The problem: Rewrite each line of the material below as one string in a JSON array, skipping blank lines and leaving the pictures out.

Supplied material:
···

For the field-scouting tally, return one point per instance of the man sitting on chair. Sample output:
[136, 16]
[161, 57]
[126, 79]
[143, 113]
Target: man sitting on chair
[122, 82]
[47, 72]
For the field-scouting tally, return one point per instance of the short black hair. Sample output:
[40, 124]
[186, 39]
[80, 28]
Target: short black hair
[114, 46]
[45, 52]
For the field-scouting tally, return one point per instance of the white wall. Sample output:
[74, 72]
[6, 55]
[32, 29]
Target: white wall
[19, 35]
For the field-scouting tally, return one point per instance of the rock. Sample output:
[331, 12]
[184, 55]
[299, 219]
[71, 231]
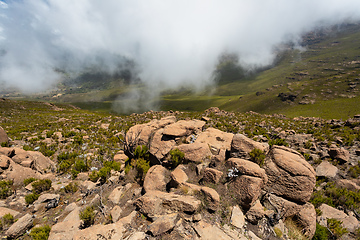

···

Answer to the problem:
[
  "For the field-scouting tally, return one point per instance of the man sitting on chair. Sample output:",
  "[136, 16]",
  "[161, 57]",
  "[126, 79]",
  "[143, 113]",
  "Target: man sitting on chair",
  "[122, 82]",
  "[47, 72]",
  "For the field-scouting tally, return one point per instance of the short black hair. Sample output:",
  "[40, 124]",
  "[186, 39]",
  "[80, 28]",
  "Target: short black hair",
  "[114, 46]",
  "[45, 52]",
  "For the field-scouting tally, return one point per instance of the white wall. Sample output:",
  "[74, 72]",
  "[6, 55]",
  "[32, 29]",
  "Target: white wall",
  "[19, 35]",
  "For the field-scouting tally, return one point per instance of the rock. Sample output:",
  "[331, 12]",
  "[184, 55]",
  "[299, 219]",
  "[71, 231]"
]